## Written instruction
In the text on the Success Fee Deed and the mortgages, on what date did Mr Ikin as trustee grant the second defendant a mortgage over the proposed lot?

## Text extract

■ ■ ■ ■ ■ ■ ■

5.2 New Guarantor’s Covenants

  1. The New Guarantor covenants with the Lender that: -
  1. the Success Fee Deed is a valid and subsisting document;
  1. the New Guarantor has full power to assign its rights under the Success Fee Deed and has complied in all respects with its obligations prequisite to an assignment of the Success Fee Deed;
  1. there are no outstanding mortgages, charges or other encumbrances whatever relating to the Success Fee Deed;
  1. no event has occurred, and there is no past or subsisting breach of the Success Fee Deed by the New Guarantor that would entitle the AGCQ to terminate the Success Fee Deed or to refuse any right in favour of the New Guarantor under the Lease;
  1. the New Guarantor is not aware of any past or pending dispute, litigation or arbitration between AGCQ (or any predecessor in title) and the New Guarantor relating to the meaning or validity of the Success Fee Deed, the performance of obligations under the Success Fee Deed or any other matter;
  1. the Success Fee Deed in the form produced by the New Guarantor to the Lender comprises the whole agreement between AGCQ and the New Guarantor, and there are no collateral or related agreements; and
  1. The New Guarantor shall on or before the assignment date advise AGCQ of the assignment of the Success Fee Deed from the New Guarantor to the Lender.

5.3 Lender’s Covenants

The Lender covenants with the New Guarantor to execute all documents and do all acts for further assuring the assignment of the Success Fee Deed from the New Guarantor from the assignment date as are reasonably required."

  1. Pursuant to his obligation in clause 5(c)(i) of the Second Deed of Variation Mr Ikin as trustee granted the plaintiff a mortgage over the still to be created lot 1 on SP 209449, also on 18 September 2007.
  1. Six months later, on 17 March 2008, Mr Ikin as trustee granted the second defendant a mortgage over the proposed lot to secure an advance of $627,000.00 to be made by the second defendant to Mr Ikin as trustee as well as a further sum of $700,000.00 representing headworks charges payable to the Mackay City Council in respect of the delivery of the proposed lot to Mr Ikin as a developed lot.
  1. At the same time Mr Ikin and the second defendant executed –
  1. a transfer of the proposed lot from the second defendant to Mr Ikin as trustee;
  1. a settlement notice in relation to that transfer;
  1. an authority to complete, by which Mr Ikin as trustee requested the second defendant or its solicitors to date and fill in any blanks in the mortgage or any other document he signed in relation to the mortgage or the transfer of the proposed lot to him "to ensure that [he gave] to [the second defendant] the security interest it require[d] in that land."

■ ■ ■ ■ ■ ■ ■

## Material provided

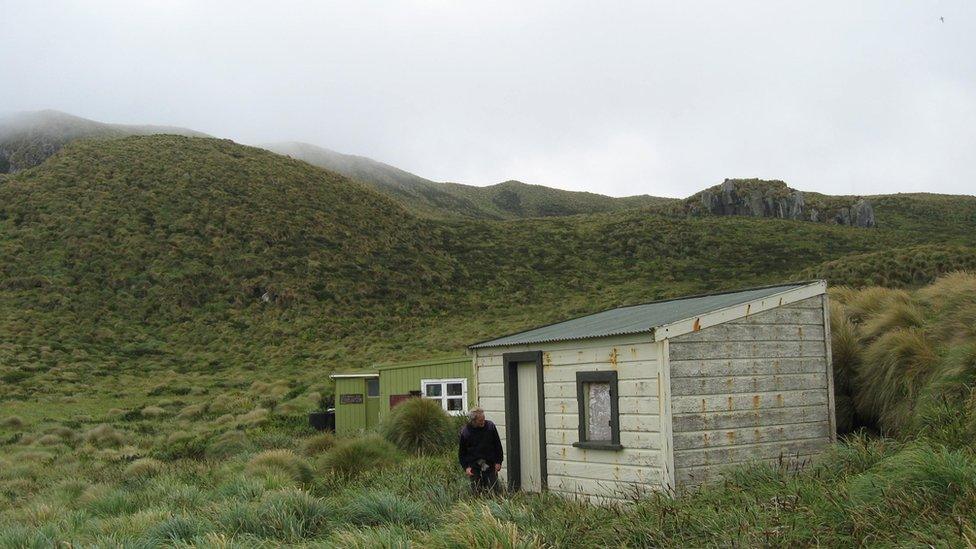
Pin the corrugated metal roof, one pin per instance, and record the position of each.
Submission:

■ ■ ■ ■ ■ ■ ■

## Written answer
17 March 2008